• [Texto extraído]
El Partido Acción Nacional está cruzando una crisis de identidad porque, en algunas ocasiones, no ha sabido defender con pasión su discurso libertario, o mejor dicho, liberal. El pan ha perdido fuerza en su ambición de libertad. (…) El debate político mexicano no encuentra claridad porque nadie asume con fuerza esa fe liberal. [Un cambio de piel liberal significaría, comprendía Martínez, que] el pan no debe hacer prevalecer ningún valor moral, que no sea el valor moral sancionado por el sistema democrático. [En materia económica,] la defensa de la libertad exige cambiar el objetivo de combatir la pobreza por la meta de alentar la creación de la riqueza y el desarrollo sustentable. Los discursos anticapitalistas en el fondo son hondamente antiliberales y el pan los debe combatir. En pocos terrenos como en el social, los panistas hemos flaqueado en la defensa del ideario liberal (Martínez, 2010).

La respuesta no se hizo esperar. Dos integrantes de la Comisión de Doctrina del Consejo Nacional del pan le replicaron a Martínez:

[Aunque el pan fuese] el partido más liberal de México, éste no sólo defendía los principios del liberalismo. [El PAN] se fundó uniendo valiosos principios liberales con la profundidad del pensamiento socialcristiano más avanzado de su tiempo. [Para ellos,] absolutizar la libertad en todos los ámbitos, como pretenden algunos liberales, puede llevar al imperio del más fuerte. Un buen ejemplo es el mercado. [Según los críticos, para los liberales no existe el bien común:] sólo se puede hablar del interés personal. En este escenario la política y la ética salen sobrando: si el orden social es el producto del providencialismo espontáneo y de la mano invisible del mercado, la voluntad y la justicia no tienen nada que hacer. [Para los panistas,] la libertad sólo es tal cuando se busca la justicia y se garantiza igualdad de oportunidades (Landero y Rodríguez, 2011a).

Martínez respondió que la adhesión “acrítica al humanismo tradicional tiene atrofiado el debate ideológico panista”. Para el expresidente de ese partido “nada hay de ajeno al pan en un discurso liberal”. Con “algunas lecturas distintas a las panistas de siempre se pueden acercar valores liberales con valores de esa tradición cristiana-occidental”. En efecto, aducía, “un parlamentario inglés, católico del siglo XIX -donde los católicos evidentemente eran minoría- sin conservadurismos, ni anteojeras frente a su liberalismo, intentó conciliar las hondas creencias religiosas con su fe en la libertad. Se llamó John Acton”23 (Martínez, 2011).

• [Descripción del problema] Transcribe del texto sobre el debate liberal en el PAN el pasaje que empieza con "[Aunque el pan" y sigue hasta "y Rodríguez, 2011a).".

Ejemplos de detección:
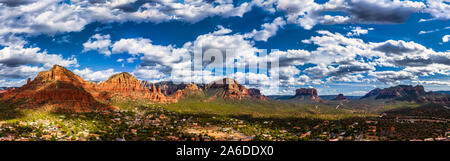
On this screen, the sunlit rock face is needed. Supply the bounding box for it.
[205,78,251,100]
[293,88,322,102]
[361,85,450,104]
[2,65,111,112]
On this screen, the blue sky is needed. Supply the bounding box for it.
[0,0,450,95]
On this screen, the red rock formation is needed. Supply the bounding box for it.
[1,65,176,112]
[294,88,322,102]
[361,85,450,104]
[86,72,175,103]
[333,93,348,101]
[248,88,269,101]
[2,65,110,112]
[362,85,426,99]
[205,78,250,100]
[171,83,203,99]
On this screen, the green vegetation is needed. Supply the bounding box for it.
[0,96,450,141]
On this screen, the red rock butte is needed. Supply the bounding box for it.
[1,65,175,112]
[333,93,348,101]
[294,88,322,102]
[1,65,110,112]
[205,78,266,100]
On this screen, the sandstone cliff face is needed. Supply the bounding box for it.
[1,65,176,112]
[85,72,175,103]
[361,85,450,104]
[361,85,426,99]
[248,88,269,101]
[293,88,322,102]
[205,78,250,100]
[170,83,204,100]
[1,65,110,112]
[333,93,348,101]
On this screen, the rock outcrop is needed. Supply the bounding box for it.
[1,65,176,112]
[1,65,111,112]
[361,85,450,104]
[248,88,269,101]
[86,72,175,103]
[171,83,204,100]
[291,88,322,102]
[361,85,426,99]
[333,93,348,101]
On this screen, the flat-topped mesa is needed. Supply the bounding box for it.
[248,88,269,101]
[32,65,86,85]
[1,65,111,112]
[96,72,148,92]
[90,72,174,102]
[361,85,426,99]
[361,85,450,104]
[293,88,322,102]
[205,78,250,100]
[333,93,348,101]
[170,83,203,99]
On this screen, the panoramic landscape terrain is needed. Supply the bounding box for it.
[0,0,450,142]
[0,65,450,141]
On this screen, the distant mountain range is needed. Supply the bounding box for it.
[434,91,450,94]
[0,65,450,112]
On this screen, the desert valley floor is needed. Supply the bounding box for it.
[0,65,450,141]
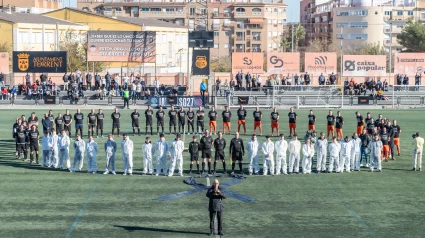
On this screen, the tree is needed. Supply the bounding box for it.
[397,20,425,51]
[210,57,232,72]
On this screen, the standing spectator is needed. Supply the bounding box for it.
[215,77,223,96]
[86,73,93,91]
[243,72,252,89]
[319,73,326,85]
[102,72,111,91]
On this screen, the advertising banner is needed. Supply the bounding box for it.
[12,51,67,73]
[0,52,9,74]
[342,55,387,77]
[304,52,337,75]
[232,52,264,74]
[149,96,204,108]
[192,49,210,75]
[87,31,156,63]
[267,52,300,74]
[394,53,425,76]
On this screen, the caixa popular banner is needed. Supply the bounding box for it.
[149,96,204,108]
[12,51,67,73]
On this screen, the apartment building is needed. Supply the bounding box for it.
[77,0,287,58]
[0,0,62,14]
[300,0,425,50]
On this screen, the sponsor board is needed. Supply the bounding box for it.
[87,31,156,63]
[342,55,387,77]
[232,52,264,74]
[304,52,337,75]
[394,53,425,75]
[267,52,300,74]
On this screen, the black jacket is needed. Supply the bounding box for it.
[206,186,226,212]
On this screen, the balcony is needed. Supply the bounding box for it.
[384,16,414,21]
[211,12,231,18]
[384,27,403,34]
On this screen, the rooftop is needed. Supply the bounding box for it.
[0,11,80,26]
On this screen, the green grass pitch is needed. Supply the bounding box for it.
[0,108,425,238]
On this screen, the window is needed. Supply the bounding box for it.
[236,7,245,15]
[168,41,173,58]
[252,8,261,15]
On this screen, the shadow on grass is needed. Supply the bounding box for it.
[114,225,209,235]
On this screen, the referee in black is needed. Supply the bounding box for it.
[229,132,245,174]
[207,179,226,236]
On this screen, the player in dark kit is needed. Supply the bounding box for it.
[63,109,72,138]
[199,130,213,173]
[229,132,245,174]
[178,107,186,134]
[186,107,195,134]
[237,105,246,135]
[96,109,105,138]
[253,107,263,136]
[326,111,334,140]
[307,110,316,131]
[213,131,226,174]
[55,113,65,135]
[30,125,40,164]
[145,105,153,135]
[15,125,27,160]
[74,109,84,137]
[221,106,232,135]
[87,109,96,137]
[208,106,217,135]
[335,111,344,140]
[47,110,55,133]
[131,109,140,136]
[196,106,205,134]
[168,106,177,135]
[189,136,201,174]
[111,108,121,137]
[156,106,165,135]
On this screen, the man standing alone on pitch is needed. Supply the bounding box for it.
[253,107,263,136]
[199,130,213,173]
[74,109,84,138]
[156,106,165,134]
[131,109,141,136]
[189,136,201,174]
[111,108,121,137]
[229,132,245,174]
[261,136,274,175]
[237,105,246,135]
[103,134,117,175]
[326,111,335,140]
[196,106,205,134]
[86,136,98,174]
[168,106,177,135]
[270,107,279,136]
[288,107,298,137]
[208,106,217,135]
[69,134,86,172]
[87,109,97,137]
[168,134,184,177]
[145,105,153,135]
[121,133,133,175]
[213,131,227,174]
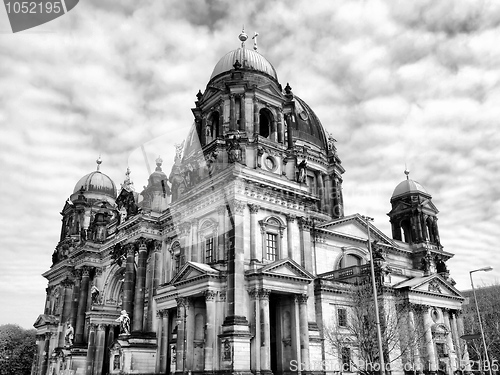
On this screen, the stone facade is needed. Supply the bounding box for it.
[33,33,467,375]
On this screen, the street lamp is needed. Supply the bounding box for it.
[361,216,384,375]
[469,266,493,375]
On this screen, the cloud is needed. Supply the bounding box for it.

• [Respuesta al ejercicio]
[Aunque el pan fuese] el partido más liberal de México, éste no sólo defendía los principios del liberalismo. [El PAN] se fundó uniendo valiosos principios liberales con la profundidad del pensamiento socialcristiano más avanzado de su tiempo. [Para ellos,] absolutizar la libertad en todos los ámbitos, como pretenden algunos liberales, puede llevar al imperio del más fuerte. Un buen ejemplo es el mercado. [Según los críticos, para los liberales no existe el bien común:] sólo se puede hablar del interés personal. En este escenario la política y la ética salen sobrando: si el orden social es el producto del providencialismo espontáneo y de la mano invisible del mercado, la voluntad y la justicia no tienen nada que hacer. [Para los panistas,] la libertad sólo es tal cuando se busca la justicia y se garantiza igualdad de oportunidades (Landero y Rodríguez, 2011a).